-------- DATA SUPPLIED --------

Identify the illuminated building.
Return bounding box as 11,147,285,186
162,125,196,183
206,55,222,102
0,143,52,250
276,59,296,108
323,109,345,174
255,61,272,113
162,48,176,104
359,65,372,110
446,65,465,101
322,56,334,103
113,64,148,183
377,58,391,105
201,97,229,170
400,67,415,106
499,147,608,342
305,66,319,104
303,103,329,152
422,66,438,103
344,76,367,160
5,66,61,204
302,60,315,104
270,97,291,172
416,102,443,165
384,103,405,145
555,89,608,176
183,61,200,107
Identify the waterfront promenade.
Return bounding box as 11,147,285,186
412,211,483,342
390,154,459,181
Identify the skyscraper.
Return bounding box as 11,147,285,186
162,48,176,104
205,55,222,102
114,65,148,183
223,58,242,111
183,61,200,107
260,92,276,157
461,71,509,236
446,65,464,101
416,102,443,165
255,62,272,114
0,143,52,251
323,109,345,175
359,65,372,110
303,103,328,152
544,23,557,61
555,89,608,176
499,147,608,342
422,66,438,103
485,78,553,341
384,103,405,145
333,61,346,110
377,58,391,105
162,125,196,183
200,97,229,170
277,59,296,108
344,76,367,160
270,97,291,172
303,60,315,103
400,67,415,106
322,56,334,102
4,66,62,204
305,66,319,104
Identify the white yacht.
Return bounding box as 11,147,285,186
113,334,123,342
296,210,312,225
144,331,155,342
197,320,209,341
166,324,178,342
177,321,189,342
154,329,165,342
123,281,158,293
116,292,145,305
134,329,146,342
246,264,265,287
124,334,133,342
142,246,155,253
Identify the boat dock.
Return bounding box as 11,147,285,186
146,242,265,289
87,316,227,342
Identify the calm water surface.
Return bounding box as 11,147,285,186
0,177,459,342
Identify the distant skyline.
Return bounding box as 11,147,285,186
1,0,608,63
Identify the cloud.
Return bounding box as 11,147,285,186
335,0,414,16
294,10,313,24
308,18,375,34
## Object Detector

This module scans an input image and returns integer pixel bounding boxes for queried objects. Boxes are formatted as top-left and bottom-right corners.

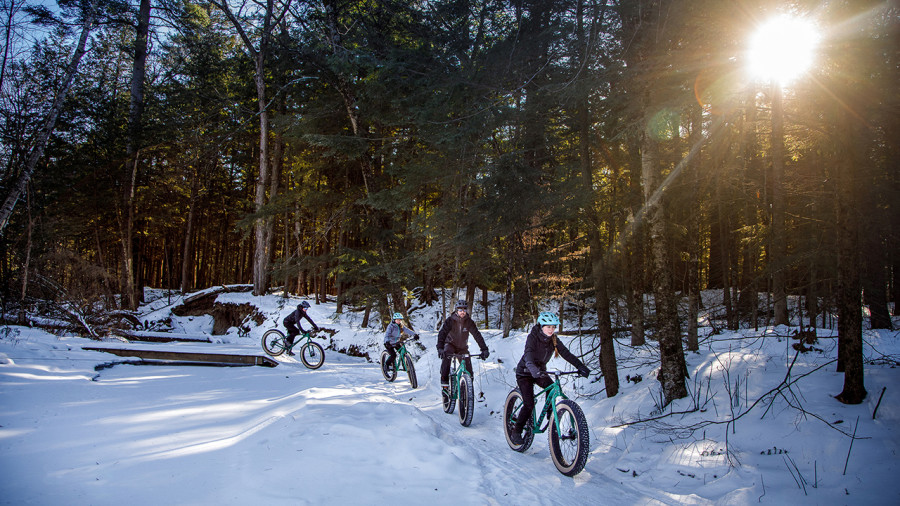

--------

▸ THE PROBLEM
Return each line of the material above in which the string "Identify" appears.

▸ RESPONSE
Identify the illuminated building.
Identify the waterfront promenade.
Identify the skyscraper.
Identify the white yacht.
Identify the boat dock.
Identify the calm water surface.
Identify the distant skyline.
Identify the cloud.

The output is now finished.